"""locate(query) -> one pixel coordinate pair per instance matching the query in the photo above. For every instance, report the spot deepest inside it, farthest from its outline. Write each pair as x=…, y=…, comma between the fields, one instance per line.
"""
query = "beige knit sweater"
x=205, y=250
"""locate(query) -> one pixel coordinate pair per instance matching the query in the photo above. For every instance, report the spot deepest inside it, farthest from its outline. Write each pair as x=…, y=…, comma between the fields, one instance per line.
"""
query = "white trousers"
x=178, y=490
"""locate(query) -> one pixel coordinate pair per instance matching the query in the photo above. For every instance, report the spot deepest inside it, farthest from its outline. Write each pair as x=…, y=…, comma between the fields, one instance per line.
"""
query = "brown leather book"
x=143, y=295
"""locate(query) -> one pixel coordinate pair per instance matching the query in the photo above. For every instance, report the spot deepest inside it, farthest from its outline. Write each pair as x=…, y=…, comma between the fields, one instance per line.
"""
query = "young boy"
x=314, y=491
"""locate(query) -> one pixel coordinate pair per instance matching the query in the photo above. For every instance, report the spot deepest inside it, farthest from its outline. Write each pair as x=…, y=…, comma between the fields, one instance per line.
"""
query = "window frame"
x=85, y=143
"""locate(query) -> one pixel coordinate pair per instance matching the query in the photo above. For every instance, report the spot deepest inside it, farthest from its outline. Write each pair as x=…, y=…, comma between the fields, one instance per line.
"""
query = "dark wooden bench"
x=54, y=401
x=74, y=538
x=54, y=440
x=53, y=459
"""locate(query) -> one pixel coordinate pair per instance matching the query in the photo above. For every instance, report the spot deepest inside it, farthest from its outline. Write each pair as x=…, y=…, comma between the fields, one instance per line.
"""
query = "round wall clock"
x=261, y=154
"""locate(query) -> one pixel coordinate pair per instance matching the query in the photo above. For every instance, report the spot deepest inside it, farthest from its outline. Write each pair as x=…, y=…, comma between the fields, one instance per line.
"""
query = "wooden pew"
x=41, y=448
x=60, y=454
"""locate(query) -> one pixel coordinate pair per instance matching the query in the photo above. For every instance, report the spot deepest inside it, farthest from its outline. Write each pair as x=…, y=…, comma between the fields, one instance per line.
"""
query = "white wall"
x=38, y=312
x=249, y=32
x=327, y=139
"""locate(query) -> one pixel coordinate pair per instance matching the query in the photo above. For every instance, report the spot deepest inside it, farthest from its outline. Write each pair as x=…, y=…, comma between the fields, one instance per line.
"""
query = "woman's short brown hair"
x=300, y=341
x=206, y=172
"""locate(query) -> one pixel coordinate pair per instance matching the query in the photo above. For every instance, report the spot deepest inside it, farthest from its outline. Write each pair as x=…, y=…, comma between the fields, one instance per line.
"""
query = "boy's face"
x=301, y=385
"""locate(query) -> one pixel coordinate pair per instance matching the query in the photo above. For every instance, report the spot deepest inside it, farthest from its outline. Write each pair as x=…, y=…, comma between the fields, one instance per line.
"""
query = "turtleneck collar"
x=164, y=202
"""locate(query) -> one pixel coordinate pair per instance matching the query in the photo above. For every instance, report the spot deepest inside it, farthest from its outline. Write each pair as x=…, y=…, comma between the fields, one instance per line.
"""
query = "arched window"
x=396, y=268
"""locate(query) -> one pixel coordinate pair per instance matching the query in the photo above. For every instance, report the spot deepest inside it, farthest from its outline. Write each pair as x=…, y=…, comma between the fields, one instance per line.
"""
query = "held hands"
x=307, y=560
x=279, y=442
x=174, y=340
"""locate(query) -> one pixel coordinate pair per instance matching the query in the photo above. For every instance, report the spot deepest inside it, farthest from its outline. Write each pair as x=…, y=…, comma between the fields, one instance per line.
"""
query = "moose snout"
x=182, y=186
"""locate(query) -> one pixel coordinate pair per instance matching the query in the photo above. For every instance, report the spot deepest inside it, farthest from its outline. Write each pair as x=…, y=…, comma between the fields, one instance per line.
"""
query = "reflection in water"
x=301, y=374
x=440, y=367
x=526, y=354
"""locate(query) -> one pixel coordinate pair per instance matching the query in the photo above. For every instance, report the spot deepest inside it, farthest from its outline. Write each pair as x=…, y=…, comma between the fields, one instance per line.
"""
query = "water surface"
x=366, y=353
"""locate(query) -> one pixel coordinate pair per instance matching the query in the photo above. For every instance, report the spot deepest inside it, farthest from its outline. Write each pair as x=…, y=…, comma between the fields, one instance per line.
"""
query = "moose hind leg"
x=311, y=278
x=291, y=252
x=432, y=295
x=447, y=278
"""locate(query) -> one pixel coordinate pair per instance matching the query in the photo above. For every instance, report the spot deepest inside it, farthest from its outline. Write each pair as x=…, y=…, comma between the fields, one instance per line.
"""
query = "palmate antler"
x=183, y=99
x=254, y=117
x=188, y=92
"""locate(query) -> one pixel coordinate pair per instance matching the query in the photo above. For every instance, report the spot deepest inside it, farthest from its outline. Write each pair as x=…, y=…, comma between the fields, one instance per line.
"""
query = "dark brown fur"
- - -
● **WORK INSTRUCTIONS**
Output the entries verbatim.

● **WORKED ANSWER**
"""locate(query) -> one pixel coordinate pair per instance matching the query in the photo above. For every instance, report the spot deepest inside it, farthest from its outline. Write each pair as x=…, y=…, comma between the fields, one instance per line.
"""
query = "beige knit sweater"
x=205, y=250
"""locate(query) -> one pixel coordinate pair per instance matching the query in the photo above. For every instance, report the spot deepest inside it, farthest from its outline. Write each pair as x=…, y=…, comma between the fields, one instance per line.
"""
query = "white trousers"
x=178, y=490
"""locate(query) -> one pixel coordinate pair per instance matching the query in the photo above. For every instance, report the spot deepest inside it, farthest from its outline. Write each pair as x=…, y=…, comma between the fields, one instance per line.
"""
query = "brown leather book"
x=143, y=295
"""locate(query) -> one pixel coordinate pair per instance matching the query in the photo above. For every instance, report the spot deepest inside it, farthest from its outline. Write each pair as x=…, y=…, comma between the fields, one instance per line.
"""
query = "young boy"
x=314, y=491
"""locate(query) -> one pixel coordinate pair per instance matching the query in the photo above. For every instance, report the spot deepest inside it, farthest from its outline. Write each pair as x=…, y=…, comma between the fields, one instance per line.
"""
query = "window frame"
x=85, y=143
"""locate(query) -> one pixel coordinate pair per instance matching the query in the photo above. For every instance, report the spot deepest inside it, farthest from its outline. Write each pair as x=…, y=…, comma between the fields, one instance per line.
"""
query = "dark wooden bench"
x=54, y=401
x=74, y=538
x=54, y=440
x=53, y=459
"""locate(query) -> one pixel coordinate pair per instance matching the query in the photo above. For every instance, report the spot deepest inside it, farthest from its outline. Write each pair as x=…, y=…, comma between the fields, one instance per line.
"""
query = "round wall clock"
x=261, y=154
"""locate(query) -> one pixel coordinate pair per instance matching the query in the photo above. For every instance, report the spot deepest inside it, farthest from its outline. Write each pair as x=…, y=…, comma between the fields, one instance per line.
"""
query = "wooden pew"
x=41, y=448
x=60, y=454
"""locate(query) -> one pixel coordinate pair per instance matching the query in the photo above. For every instance, report the spot deepest inside it, farthest from its outline. Write each pair as x=…, y=…, comma between the fields, one instance per line.
"""
query = "white wall"
x=38, y=312
x=249, y=32
x=327, y=139
"""locate(query) -> one pixel coordinate pair per instance matching the query in the photo above. For every instance, report the spot deepest inside it, farthest from its outline. Write each pair as x=…, y=…, comma between the fields, one instance per line.
"""
query = "woman's short brown hair"
x=300, y=341
x=206, y=172
"""locate(query) -> one pixel coordinate pair per instance matching the query in the photo above. For every instance, report the spot deepest inside it, farthest from its outline. Write each pair as x=…, y=…, comma between the fields, one instance per line.
"""
query = "boy's face"
x=301, y=385
"""locate(query) -> one pixel coordinate pair per instance matching the query in the photo above. For every instance, report the spot deepest inside it, farthest from its outline. Write each pair as x=…, y=…, comma between the fields, one instance per line.
"""
query = "turtleneck collar"
x=164, y=202
"""locate(query) -> one pixel coordinate pair per instance matching the query in the photo above. For every instance, report the spot deepest inside it, farthest from its outline. Write each pair as x=…, y=…, comma between the fields, one instance per line.
"""
query = "arched window"
x=396, y=268
"""locate(query) -> one pixel coordinate pair per instance matching the query in the photo above. For every instance, report the spot deepest inside it, farthest from its outline. Write each pair as x=…, y=…, comma between the fields, one instance per line.
"""
query = "held hands"
x=307, y=560
x=279, y=442
x=174, y=340
"""locate(query) -> one pixel coordinate pair per instance matching the query in the photo above. For every instance, report the spot deepest inside it, farthest from its outline. Write each pair as x=…, y=…, comma between the fields, one instance per line.
"""
query = "moose snout"
x=182, y=186
"""locate(query) -> one pixel coordinate pair per instance matching the query in the photo above. For every instance, report the spot deepest inside it, farthest from its outline. Write each pair as x=…, y=…, comma between the fields, one instance per line.
"""
query = "reflection in water"
x=301, y=374
x=440, y=367
x=526, y=354
"""locate(query) -> one pixel coordinate pair per instance matching the query in the photo above. For every instance, report the spot deepest inside it, farthest from its outline. Write each pair as x=…, y=…, comma between the fields, one instance per line.
"""
query = "water surface"
x=366, y=353
"""locate(query) -> one pixel coordinate pair per instance matching the query in the photo above. For every instance, report the spot deepest inside it, farthest from its outline. Write each pair as x=…, y=…, comma between the fields, one instance per line.
"""
query = "moose hind leg"
x=311, y=278
x=291, y=252
x=432, y=295
x=447, y=278
"""locate(query) -> one pixel coordinate pair per instance matching the query in the photo above. For every instance, report the spot deepest inside it, farthest from its outline. Write each pair as x=…, y=…, comma between the fields, one instance per line.
"""
query = "palmate antler"
x=183, y=99
x=254, y=117
x=188, y=92
"""locate(query) -> one pixel coordinate pair per instance matching the query in the photo above. For every instance, report the spot deepest inside it, farthest from its outline. Write each pair as x=…, y=…, comma between the fields, one instance per line.
"""
query = "dark brown fur"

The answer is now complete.